TASK TO COMPLETE:
Return exactly and only these lines: the first of the listing through the one containing "Phrase: thumb".

SOURCE MATERIAL:
>>>>

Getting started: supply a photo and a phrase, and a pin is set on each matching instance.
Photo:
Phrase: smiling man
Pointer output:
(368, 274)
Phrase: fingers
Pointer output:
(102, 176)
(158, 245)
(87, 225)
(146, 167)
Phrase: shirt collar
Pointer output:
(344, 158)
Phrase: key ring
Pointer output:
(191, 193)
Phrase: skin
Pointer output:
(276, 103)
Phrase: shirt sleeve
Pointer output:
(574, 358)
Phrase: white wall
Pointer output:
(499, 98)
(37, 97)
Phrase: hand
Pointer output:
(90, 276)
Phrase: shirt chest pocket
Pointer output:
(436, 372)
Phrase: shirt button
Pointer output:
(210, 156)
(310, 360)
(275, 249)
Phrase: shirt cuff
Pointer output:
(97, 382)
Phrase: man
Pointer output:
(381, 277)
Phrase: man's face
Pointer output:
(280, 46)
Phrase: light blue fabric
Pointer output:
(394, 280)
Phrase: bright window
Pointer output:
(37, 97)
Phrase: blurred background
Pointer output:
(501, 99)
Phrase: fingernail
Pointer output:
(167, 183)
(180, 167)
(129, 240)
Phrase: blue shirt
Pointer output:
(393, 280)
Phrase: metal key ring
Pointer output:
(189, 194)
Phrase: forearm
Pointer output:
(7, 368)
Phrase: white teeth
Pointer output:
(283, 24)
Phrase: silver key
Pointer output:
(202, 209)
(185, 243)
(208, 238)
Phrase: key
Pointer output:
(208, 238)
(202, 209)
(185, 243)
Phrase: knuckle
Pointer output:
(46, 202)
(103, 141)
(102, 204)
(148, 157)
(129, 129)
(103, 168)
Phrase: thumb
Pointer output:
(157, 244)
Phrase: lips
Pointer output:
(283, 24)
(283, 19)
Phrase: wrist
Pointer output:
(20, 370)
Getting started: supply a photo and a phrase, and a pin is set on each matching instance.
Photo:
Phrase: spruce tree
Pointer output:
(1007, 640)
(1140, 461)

<<<<

EXERCISE RESULT:
Getting started: supply a photo and a phrase, and a pin is set on each matching instance.
Photo:
Phrase: smiling man
Pointer output:
(368, 274)
Phrase: fingers
Pointer output:
(102, 176)
(158, 245)
(87, 225)
(146, 167)
Phrase: shirt collar
Pointer output:
(344, 158)
Phrase: key ring
Pointer output:
(191, 193)
Phrase: skin
Pointer output:
(276, 103)
Phrase: shirt sleeve
Pointer output:
(574, 358)
Phrase: white wall
Pointer output:
(499, 98)
(37, 97)
Phrase: hand
Pointer output:
(90, 276)
Phrase: shirt chest pocket
Pointer output:
(436, 372)
Phrase: shirt button
Pointer output:
(210, 156)
(310, 360)
(275, 249)
Phrase: shirt cuff
Pointer output:
(97, 382)
Phrase: man
Pointer output:
(381, 277)
Phrase: man's face
Pointer output:
(280, 46)
Phrase: light blue fabric
Pointer output:
(394, 280)
Phrase: bright window
Pointer output:
(37, 97)
Phrase: blurred background
Pointer output:
(501, 99)
Phrase: fingernail
Pointer output:
(167, 183)
(180, 167)
(129, 240)
Phrase: blue shirt
Pointer output:
(393, 280)
Phrase: metal key ring
Pointer output:
(189, 194)
Phrase: forearm
Pointer output:
(7, 368)
Phrase: white teeth
Pointer output:
(283, 24)
Phrase: silver key
Pointer output:
(202, 209)
(185, 243)
(208, 238)
Phrase: key
Pointer output:
(208, 238)
(202, 209)
(185, 243)
Phrase: knuckle
Pointer output:
(46, 202)
(103, 141)
(102, 204)
(148, 157)
(129, 129)
(103, 168)
Phrase: thumb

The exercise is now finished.